71 is the number of an apartment we return to regularly in Whinfell Forest, Cumbria. We like it there.


‘We’ are Anna French and Dan Hartland. The Story and the Truth is a sort of inadequate catch-all term for what goes on here: we tend to talk about novels, history, food and fashion, politics and music, but there may also be photographs of soft toys and musicians. Stick around and see.

Words We Like

The Blind Man's Garden, by Nadeem Aslam


Aslam's fourth novel is that rarest of things, a focused picaresque. It has been criticised by the formidable Adam Mars-Jones for a failure of courage - and yet having read the novel cover to cover and word for word, I found myself more in agreement with the praise of Pankaj Mishra. In this story of two young men who travel, naively, to Afghanistan in the October of 2001, it is the very ambivalence of the resulting consequences which render its portrayal of history at the sharp end so memorable. We are used to hearing, from one side or another, the verities of black and white. In The Blind Man's Garden, Aslam paints in technicolour shades of grey. Essential.

Sounds We Like

The Stand-In, by Caitlin Rose


The ever-present temptation to be cooler-than-thou might have demanded I list Lord Huron or Keaton Henson in this space, and yet few records I've been listening to this month have had the sheer charisma of Caitlin Rose's third LP. There's a cleverness - even a slickness - to how Rose balances the cache of retro country with the accessibility of the modern pop sound here, and, if that sounds like a demerit, then the way in which this sly production always works in support of often fabulous songwriting is certainly not. They do make 'em like they used to, after all.

=== Information supplied ===

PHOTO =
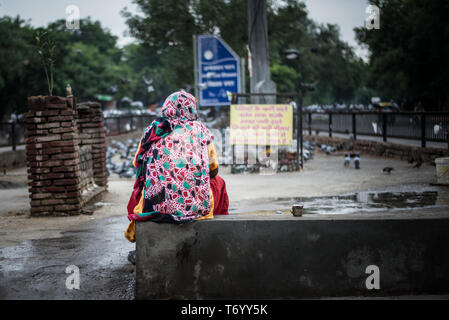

=== Written instruction ===
Print the blog excerpt without changes, starting with "Sounds We Like" and going on through "to, after all.".

=== Solution for this task ===
Sounds We Like

The Stand-In, by Caitlin Rose


The ever-present temptation to be cooler-than-thou might have demanded I list Lord Huron or Keaton Henson in this space, and yet few records I've been listening to this month have had the sheer charisma of Caitlin Rose's third LP. There's a cleverness - even a slickness - to how Rose balances the cache of retro country with the accessibility of the modern pop sound here, and, if that sounds like a demerit, then the way in which this sly production always works in support of often fabulous songwriting is certainly not. They do make 'em like they used to, after all.